• Aim: Pick out each line in the items below that contains the string "lamp" and copy those lines in full.

=== Material for this exercise ===

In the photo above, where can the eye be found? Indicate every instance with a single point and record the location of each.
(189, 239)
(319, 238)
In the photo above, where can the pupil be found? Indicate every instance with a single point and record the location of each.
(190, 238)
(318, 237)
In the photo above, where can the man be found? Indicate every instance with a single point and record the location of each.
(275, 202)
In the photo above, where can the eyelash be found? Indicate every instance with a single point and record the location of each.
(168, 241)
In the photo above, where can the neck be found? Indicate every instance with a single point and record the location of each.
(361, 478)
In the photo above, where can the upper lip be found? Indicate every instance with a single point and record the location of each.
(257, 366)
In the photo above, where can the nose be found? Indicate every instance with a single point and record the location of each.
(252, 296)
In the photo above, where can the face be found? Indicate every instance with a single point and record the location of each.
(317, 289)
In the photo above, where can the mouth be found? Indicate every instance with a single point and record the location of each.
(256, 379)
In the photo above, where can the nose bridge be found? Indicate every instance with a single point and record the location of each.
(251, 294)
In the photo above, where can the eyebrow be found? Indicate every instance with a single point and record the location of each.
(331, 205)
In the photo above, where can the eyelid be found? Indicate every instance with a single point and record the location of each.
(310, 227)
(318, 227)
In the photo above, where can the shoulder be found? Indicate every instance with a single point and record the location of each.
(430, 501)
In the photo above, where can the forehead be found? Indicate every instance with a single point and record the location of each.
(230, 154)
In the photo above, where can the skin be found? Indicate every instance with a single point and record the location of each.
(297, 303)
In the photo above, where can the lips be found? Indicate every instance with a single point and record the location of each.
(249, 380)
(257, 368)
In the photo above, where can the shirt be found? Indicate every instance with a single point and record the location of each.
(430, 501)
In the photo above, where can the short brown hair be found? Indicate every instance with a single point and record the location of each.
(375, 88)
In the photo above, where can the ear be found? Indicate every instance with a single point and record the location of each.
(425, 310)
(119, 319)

===
=== Material for this exercise ===

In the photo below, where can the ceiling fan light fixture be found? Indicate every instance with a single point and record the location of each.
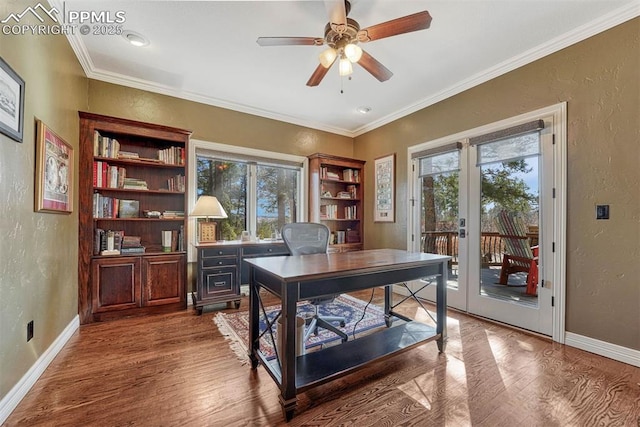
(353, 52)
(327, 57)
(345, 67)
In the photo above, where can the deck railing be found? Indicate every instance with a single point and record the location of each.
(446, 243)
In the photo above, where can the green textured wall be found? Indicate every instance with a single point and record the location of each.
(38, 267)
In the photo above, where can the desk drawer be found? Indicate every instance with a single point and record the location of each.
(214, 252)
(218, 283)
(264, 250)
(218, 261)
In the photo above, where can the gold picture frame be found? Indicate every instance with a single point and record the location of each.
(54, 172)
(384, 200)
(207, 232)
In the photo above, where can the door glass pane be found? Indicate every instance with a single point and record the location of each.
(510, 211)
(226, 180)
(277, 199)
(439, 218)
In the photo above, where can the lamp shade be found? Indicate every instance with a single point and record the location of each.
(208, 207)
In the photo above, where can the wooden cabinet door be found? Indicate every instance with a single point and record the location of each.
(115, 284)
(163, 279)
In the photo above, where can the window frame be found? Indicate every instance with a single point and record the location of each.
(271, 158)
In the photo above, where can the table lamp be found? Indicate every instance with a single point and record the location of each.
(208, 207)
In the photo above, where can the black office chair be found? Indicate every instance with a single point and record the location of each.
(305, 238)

===

• Completed task:
In the photo above, where can the lamp shade be found? Indicate every instance with a single point and record the location of each.
In the photo above, where can the table lamp be found? Indicate every instance with a single point and record the location of each.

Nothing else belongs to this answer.